** START OF TASK INPUTS **

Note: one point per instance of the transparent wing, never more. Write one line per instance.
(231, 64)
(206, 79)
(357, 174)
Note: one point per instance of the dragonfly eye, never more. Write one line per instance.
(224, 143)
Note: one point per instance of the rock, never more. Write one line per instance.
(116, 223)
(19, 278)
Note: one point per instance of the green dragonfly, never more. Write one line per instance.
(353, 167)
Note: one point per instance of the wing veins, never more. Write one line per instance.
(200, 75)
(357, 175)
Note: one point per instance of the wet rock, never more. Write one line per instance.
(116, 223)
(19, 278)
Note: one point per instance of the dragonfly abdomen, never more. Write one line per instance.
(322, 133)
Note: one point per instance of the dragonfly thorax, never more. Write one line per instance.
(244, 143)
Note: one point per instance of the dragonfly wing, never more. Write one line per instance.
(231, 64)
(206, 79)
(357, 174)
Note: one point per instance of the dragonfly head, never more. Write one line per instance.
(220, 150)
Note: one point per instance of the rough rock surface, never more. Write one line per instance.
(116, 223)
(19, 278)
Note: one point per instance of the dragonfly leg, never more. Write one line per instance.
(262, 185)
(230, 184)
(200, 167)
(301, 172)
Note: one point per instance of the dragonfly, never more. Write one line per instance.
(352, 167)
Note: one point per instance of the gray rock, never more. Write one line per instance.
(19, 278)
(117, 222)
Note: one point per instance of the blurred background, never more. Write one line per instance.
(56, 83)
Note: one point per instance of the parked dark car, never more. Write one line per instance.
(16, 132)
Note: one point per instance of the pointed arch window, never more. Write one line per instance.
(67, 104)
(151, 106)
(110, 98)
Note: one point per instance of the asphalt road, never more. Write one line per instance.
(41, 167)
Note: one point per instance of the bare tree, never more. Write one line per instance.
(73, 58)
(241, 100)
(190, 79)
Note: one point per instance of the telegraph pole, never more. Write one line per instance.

** END OF TASK INPUTS **

> _TASK DIRECTIONS_: Print out all the entries precisely as written.

> _OUTPUT BELOW_:
Note: one point per instance of the transparent wing, never more. Write one line per instance.
(231, 64)
(206, 79)
(357, 174)
Note: one point per instance of the dragonfly eye, never more. Write one line per instance.
(224, 143)
Note: one point per instance of the rock, never more. Write one line per instance.
(116, 223)
(19, 278)
Note: one point per instance of the green dragonfly, never more. Write one line per instance.
(353, 167)
Note: one point per instance of the wing veins, never more. Write one line per instance.
(200, 75)
(357, 175)
Note: one point per instance of the wet rock, never more. Write one line per instance.
(116, 223)
(19, 278)
Note: one point per instance of the dragonfly abdomen, never more. Write one line per instance.
(322, 133)
Note: one point per instance of the dragonfly thorax, never more. Write one line per instance.
(244, 143)
Note: one point per instance of the dragonfly wing, never more. Write one line per instance.
(231, 64)
(206, 79)
(357, 174)
Note: one point per instance of the dragonfly head, never more. Write one line per instance.
(220, 150)
Note: one point per instance of the rough rock surface, never more. Write one line per instance.
(116, 223)
(19, 278)
Note: one point per instance of the dragonfly leg, never more. Write one line per instance.
(262, 185)
(230, 184)
(200, 167)
(301, 172)
Note: one point per instance of the dragonfly, never more. Write one line per instance.
(352, 167)
Note: one point per instance of the gray rock, never more. Write one line per instance.
(19, 278)
(117, 222)
Note: one point per instance of the blurred background, never more. Write one line per instance.
(56, 83)
Note: one point per instance of the parked dark car, never more. Write one line per instance.
(16, 132)
Note: one point per instance of the pointed arch window, never more. Write one line per instance.
(67, 104)
(151, 106)
(110, 98)
Note: one point per instance of the asphalt road, never more. Write one line per instance.
(41, 167)
Note: one point per instance of the bare tree, never more. Write one line per instance.
(73, 58)
(241, 100)
(190, 79)
Note: one point per instance of the telegraph pole, never more. Write one line per instance.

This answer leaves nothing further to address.